━━ RECORD SET ━━
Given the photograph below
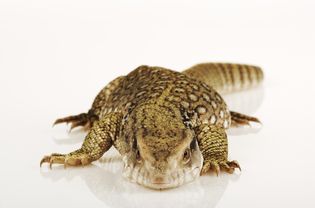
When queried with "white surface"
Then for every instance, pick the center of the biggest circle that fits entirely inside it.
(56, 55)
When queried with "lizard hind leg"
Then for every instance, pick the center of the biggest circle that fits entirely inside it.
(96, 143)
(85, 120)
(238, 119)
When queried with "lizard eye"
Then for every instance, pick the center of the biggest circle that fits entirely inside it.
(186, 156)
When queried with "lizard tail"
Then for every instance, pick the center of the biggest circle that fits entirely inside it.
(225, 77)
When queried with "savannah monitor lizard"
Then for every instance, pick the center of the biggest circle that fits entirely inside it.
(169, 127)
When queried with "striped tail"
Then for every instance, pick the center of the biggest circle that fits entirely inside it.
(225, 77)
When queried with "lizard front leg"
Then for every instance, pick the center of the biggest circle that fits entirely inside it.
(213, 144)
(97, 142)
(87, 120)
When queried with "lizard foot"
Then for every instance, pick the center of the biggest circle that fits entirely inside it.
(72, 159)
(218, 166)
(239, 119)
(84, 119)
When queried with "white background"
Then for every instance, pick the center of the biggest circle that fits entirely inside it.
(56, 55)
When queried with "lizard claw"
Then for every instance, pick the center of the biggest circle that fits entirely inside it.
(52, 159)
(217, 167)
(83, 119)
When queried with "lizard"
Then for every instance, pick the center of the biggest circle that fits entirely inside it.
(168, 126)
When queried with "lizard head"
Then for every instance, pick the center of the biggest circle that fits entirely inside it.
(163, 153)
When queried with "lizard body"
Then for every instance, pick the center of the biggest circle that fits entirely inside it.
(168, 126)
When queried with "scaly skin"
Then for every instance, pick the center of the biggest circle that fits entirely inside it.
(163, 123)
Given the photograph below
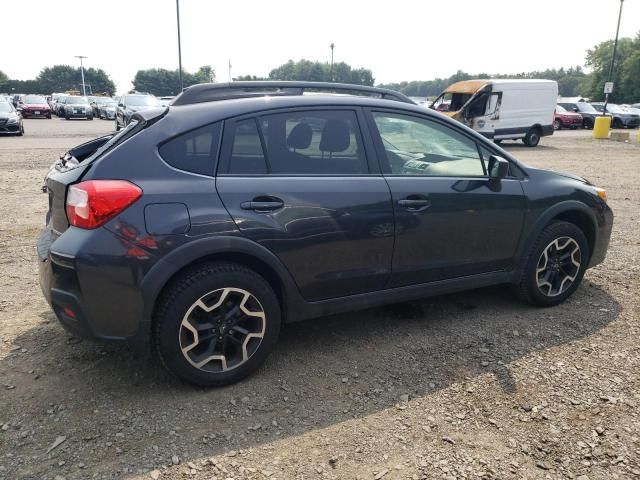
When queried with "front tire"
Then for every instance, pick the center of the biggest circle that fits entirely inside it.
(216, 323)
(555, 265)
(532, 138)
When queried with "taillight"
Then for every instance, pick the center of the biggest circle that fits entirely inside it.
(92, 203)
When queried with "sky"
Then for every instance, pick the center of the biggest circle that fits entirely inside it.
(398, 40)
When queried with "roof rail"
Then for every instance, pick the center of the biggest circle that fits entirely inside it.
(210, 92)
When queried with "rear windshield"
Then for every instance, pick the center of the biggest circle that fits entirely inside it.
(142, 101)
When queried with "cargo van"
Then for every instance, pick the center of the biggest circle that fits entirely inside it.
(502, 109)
━━━
━━ RECORD SET ━━
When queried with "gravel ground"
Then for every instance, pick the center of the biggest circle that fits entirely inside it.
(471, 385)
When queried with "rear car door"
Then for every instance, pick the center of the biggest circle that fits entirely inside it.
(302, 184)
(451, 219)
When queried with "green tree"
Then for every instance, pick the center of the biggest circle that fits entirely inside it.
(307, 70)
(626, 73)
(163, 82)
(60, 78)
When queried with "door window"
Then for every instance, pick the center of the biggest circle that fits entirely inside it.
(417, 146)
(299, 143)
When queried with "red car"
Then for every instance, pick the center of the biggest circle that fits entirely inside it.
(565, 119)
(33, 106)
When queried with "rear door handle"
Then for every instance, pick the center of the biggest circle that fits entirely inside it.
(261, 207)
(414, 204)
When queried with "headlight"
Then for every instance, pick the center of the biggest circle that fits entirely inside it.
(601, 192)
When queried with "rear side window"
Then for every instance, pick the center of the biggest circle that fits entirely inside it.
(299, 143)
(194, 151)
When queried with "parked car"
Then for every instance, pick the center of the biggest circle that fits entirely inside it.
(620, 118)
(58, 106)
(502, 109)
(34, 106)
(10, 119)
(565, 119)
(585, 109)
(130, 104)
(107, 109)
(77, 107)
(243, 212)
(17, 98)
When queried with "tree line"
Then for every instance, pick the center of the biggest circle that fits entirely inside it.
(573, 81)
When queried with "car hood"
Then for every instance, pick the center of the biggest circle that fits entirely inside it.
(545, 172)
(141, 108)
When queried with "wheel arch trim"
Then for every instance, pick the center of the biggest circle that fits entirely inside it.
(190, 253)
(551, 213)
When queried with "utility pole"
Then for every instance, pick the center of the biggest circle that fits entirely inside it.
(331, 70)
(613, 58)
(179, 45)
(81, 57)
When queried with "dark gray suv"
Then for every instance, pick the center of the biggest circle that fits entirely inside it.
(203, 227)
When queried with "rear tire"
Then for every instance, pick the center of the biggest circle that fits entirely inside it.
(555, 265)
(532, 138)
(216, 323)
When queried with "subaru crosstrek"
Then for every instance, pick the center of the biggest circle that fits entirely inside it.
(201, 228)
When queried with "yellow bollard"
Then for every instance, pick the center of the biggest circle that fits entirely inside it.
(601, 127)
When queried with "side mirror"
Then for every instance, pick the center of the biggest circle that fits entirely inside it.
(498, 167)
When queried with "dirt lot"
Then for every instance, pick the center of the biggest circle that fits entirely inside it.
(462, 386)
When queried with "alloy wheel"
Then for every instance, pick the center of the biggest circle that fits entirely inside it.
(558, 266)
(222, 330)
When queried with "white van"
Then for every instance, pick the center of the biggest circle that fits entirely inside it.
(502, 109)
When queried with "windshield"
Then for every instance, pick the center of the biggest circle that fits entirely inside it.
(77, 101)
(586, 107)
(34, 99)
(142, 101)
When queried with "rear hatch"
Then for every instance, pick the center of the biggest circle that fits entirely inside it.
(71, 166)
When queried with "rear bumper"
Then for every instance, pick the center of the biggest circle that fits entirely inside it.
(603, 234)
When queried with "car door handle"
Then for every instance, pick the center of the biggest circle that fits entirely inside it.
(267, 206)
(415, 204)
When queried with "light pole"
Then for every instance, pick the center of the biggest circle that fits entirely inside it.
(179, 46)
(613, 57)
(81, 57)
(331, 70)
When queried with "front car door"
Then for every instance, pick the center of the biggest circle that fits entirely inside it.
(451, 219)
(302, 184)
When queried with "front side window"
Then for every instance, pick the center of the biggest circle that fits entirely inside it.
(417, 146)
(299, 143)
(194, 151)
━━━
━━ RECORD SET ━━
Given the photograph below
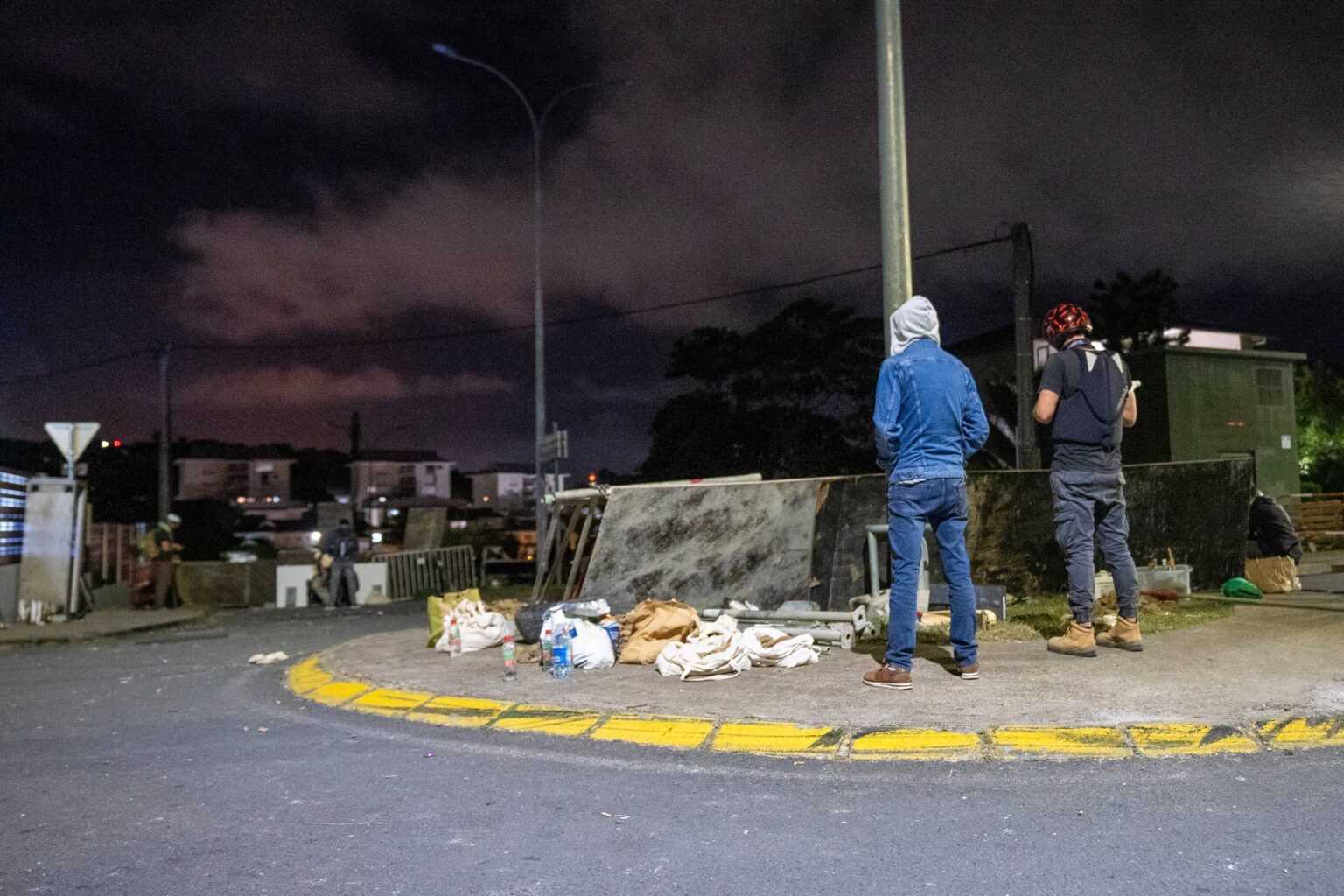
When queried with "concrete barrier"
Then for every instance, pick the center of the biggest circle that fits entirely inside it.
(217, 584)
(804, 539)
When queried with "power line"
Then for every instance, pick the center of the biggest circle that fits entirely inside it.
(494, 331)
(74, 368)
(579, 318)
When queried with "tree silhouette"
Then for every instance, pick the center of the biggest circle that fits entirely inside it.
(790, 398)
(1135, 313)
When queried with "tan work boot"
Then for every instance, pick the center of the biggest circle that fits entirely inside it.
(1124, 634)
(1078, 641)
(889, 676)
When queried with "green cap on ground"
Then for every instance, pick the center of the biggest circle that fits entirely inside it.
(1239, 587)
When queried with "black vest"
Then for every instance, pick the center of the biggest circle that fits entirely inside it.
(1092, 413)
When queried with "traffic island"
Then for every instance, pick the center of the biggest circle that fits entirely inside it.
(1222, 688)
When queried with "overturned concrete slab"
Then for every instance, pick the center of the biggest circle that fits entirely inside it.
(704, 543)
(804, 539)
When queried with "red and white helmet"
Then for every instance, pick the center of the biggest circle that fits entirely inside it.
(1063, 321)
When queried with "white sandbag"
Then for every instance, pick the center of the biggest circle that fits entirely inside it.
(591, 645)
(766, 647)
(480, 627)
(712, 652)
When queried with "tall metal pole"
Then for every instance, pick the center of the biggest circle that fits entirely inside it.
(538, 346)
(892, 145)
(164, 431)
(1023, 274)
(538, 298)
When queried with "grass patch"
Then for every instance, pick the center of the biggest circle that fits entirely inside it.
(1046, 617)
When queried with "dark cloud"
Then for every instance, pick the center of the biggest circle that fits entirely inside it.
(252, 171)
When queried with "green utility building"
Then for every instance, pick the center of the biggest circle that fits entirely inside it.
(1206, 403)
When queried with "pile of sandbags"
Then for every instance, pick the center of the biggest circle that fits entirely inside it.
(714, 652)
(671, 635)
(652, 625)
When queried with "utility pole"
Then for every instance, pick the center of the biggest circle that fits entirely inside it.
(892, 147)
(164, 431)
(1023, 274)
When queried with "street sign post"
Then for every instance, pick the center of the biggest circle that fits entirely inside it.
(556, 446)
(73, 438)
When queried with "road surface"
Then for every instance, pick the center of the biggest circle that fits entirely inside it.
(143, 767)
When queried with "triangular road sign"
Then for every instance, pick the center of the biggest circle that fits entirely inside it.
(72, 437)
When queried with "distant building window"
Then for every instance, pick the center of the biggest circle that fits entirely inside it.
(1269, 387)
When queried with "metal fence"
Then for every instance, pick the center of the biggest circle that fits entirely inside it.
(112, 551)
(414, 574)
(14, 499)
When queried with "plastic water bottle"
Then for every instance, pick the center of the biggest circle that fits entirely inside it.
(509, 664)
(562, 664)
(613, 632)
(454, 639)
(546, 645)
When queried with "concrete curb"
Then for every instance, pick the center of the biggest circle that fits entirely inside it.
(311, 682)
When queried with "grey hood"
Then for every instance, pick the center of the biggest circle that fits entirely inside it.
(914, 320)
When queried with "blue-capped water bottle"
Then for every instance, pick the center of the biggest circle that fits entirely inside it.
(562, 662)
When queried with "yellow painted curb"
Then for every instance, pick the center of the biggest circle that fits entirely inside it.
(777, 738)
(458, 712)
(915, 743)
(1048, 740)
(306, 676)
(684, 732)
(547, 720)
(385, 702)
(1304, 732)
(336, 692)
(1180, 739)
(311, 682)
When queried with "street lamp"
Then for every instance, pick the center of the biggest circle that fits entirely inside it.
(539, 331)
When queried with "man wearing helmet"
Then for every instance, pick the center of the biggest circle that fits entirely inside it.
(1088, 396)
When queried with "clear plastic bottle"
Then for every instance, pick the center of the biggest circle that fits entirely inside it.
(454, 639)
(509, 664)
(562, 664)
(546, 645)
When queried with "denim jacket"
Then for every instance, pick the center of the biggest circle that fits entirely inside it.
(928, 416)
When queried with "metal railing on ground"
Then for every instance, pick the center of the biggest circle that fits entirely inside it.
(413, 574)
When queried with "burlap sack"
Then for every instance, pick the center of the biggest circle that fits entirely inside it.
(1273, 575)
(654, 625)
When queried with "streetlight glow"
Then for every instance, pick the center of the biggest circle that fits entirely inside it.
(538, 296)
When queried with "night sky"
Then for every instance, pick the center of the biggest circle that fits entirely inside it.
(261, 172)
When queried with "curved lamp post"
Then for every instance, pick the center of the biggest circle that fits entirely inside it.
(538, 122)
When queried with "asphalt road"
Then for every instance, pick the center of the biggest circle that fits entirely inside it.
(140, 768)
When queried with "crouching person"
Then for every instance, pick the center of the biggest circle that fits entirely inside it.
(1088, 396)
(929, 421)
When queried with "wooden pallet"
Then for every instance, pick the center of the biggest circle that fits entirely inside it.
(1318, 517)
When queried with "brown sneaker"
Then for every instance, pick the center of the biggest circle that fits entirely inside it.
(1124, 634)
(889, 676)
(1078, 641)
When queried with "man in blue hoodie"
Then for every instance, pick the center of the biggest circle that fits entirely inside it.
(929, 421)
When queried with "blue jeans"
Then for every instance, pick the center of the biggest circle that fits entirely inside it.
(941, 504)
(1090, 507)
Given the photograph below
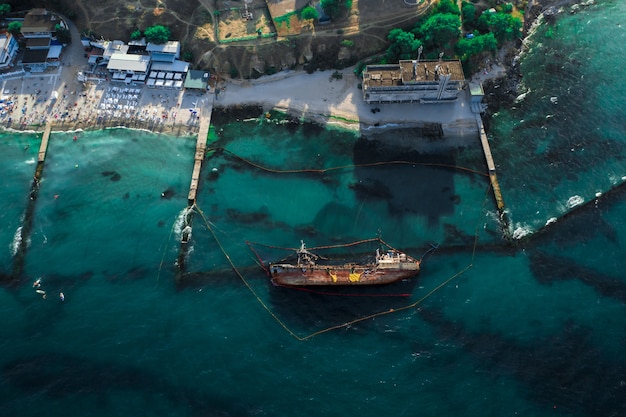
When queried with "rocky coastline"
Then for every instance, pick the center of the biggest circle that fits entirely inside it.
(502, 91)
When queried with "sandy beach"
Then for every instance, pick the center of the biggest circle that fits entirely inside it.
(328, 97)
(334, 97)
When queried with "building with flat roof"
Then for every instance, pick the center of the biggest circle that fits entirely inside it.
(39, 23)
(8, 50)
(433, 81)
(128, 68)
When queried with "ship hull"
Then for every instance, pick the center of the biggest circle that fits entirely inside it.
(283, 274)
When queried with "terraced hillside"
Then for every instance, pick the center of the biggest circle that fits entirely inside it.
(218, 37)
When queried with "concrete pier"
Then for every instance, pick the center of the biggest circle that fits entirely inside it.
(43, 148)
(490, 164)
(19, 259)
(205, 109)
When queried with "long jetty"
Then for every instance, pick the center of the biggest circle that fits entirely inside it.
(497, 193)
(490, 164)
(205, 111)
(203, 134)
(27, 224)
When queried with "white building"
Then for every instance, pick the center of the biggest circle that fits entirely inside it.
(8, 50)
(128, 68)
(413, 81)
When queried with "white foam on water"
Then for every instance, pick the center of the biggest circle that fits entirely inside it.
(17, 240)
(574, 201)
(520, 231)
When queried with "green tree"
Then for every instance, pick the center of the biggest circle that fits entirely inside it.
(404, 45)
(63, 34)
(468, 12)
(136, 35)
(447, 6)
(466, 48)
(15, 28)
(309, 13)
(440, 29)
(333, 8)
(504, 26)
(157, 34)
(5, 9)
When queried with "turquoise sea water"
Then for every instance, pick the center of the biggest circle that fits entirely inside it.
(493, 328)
━━━
#### EXERCISE TASK:
Which lines of the dataset rows above contain the word "water"? Show each of those lines in full, treating case as significant.

#### TASK ANSWER:
When queried with "plastic water bottle"
When queried with "blue-capped water bottle"
When queried with "white foam on water"
When queried with "turquoise sea water"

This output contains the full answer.